__READING TEXT__
****************

In Goa, the Alami's are available in the month of Shravan and within minutes, the stock gets over.
Alami Tonak is prepared by roasting coconut with spices and then grinding it thus making it really spicy.
You can adjust the spice level as per your taste by adjusting the peppercorns and red chillies.
Ingriedients:
Button Mushroom - chopped into four pieces
Grated coconut
1 Onion - finely chopped
Ginger garlic paste - 1 teaspoon
Cinnamon - 2
Peppercorns - 8
Cloves - 6
Corainder seeds - 1 tablespoon
Red chillies - 3
Jeera/Cumin seeds - 1 teaspoon
Mustard - 1 teaspoon
Bay leaves - 2
Turmeric powder - 1 teaspoon
Corainder leaves - finely chopped
Oil
Water
Procedure:
1. Take 1 teaspoon oil, and fry the grated coconut, Cinnamon, Red chillies, Corainder seeds, Peppercorns, Cloves, 1 Bay Leaf for 2-3 minutes. Keep it aside to cool down.

****************

__GIVEN DATA__
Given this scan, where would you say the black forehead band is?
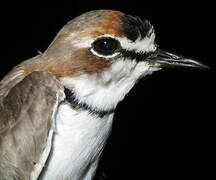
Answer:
[121,14,153,41]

****************

__SHORT EXERCISE 1__
Decide whether each statement agrees with the Alami Tonak recipe, answering yes or no and quoting the deciding words: (a) In Goa, Alami are available in the month of Shravan. (b) The recipe calls for 2 teaspoons of mustard. (c) The spice level can be changed by adjusting the peppercorns and red chillies.
__SHORT EXERCISE 2__
In the first step of the Alami Tonak recipe, how long are the grated coconut and spices fried?
Work only from the Alami Tonak recipe.

__FULL SOLUTION 1__
(a) Yes: "In Goa, the Alami's are available in the month of Shravan"
(b) No: "Mustard - 1 teaspoon"
(c) Yes: "You can adjust the spice level as per your taste by adjusting the peppercorns and red chillies."

__FULL SOLUTION 2__
For 2-3 minutes.